===== Page extract =====
Balto's genome showed lower rates of inbreeding and a lower burden
of rare and potentially damaging genetic variation than almost all
modern breed dogs. Balto was found to share ancestry with modern
Siberian huskies and Alaskan sled dogs as well as Greenland sled
dogs, Vietnamese village dogs and Tibetan mastiffs, with no
discernible wolf ancestry.
Born in 1919, Balto was part of a population of sled dogs imported
from Siberia, dubbed Siberian huskies - though the study showed that
these dogs differed substantially from modern Siberian huskies.
Balto had a body built for strength and not speed, disappointing the
breeder, who had the dog neutered.
Balto's life after the Serum Run was a complicated one involving
human exploitation and later salvation. Balto toured the United
States for two years on the vaudeville circuit, then ended up on
display with other dogs from the sled team in a Los Angeles dime
museum - a low-brow exhibition - and was mistreated.
A visiting Cleveland businessman saw Balto's plight and arranged to
buy the dogs for $1,500. The money subsequently was raised by the
local community in Cleveland. In 1927, Balto and canine cohorts
Alaska Slim, Billy, Fox, Old Moctoc, Sye and Tillie were feted in
Cleveland with a downtown parade, then spent the remainder of their
lives cared for at the local Brookside Zoo. After Balto died of
natural causes in 1933, the dog's mount was placed at the museum.
"His story really highlights how working dogs become functionally
heroes," said study co-lead author Kathleen Morrill, a senior
scientist in genome analysis at biotech company Colossal
Biosciences. "These specialized dogs don't know that what they do
has such gravity in people's lives, but their genetic adaptations
set them up to be the best animals for the job."
=====
Task goal: Quote the passage about Balto, starting at the words "Balto's life after" and stopping after "and was mistreated.".
===== Data listing =====
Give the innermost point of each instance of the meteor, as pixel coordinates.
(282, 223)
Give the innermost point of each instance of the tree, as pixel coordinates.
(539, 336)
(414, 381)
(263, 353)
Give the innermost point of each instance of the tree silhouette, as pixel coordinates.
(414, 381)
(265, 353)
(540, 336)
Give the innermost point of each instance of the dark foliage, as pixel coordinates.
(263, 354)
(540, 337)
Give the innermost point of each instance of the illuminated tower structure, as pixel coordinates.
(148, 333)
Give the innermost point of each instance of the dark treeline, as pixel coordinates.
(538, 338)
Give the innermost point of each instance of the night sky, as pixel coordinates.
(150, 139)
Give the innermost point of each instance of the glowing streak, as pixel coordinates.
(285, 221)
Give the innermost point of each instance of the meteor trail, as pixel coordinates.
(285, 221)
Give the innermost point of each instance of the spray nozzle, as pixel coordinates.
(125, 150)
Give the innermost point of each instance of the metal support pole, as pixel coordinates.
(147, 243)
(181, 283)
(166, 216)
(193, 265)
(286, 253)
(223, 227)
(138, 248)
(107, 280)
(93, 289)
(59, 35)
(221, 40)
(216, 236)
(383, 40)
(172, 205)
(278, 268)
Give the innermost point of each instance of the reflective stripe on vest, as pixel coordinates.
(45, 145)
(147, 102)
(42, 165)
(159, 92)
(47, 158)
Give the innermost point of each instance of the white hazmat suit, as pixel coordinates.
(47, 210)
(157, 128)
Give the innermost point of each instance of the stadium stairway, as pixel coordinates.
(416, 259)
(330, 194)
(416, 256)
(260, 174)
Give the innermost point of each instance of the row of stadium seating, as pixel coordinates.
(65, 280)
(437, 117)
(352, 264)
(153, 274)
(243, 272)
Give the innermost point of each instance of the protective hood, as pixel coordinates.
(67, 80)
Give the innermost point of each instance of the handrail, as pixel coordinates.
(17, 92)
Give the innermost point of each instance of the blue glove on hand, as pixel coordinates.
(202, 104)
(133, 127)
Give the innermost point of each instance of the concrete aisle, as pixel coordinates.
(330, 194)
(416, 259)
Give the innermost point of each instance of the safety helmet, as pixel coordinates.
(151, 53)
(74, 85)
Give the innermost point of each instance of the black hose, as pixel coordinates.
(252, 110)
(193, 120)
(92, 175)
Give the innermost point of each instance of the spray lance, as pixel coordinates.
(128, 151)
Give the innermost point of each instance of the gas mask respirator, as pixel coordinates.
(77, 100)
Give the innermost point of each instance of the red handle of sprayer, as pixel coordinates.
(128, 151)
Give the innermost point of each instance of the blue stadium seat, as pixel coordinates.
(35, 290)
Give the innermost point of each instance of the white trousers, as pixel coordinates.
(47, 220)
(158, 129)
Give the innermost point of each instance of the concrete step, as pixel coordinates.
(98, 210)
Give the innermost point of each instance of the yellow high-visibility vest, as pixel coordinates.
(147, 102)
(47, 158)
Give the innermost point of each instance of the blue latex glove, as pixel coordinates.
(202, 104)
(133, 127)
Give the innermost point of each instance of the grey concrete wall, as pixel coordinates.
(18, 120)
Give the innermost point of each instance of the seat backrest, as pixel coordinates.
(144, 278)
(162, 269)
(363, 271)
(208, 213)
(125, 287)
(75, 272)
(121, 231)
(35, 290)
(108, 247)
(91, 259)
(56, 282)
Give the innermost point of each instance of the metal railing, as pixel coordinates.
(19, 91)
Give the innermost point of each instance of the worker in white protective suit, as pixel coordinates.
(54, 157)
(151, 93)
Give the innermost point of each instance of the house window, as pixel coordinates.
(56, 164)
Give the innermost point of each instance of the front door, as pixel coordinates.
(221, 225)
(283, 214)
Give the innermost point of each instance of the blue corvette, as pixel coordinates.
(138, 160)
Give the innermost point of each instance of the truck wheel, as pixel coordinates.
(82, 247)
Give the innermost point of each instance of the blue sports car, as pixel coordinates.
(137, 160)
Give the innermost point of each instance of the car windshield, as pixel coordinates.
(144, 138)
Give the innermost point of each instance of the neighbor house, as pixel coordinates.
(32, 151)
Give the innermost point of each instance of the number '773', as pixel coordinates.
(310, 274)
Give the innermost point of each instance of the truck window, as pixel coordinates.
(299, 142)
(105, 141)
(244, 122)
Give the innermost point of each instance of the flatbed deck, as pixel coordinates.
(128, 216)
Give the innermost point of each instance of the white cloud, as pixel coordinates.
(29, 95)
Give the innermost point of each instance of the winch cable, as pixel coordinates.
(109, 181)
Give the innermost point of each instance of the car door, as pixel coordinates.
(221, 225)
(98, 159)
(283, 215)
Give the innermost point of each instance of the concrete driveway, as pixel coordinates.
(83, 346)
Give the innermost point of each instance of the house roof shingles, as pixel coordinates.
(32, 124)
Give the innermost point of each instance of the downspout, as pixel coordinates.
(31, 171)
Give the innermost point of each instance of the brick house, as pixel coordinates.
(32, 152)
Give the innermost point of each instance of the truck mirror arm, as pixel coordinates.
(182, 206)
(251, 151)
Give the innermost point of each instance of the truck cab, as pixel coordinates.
=====
The completed task:
Balto's life after the Serum Run was a complicated one involving
human exploitation and later salvation. Balto toured the United
States for two years on the vaudeville circuit, then ended up on
display with other dogs from the sled team in a Los Angeles dime
museum - a low-brow exhibition - and was mistreated.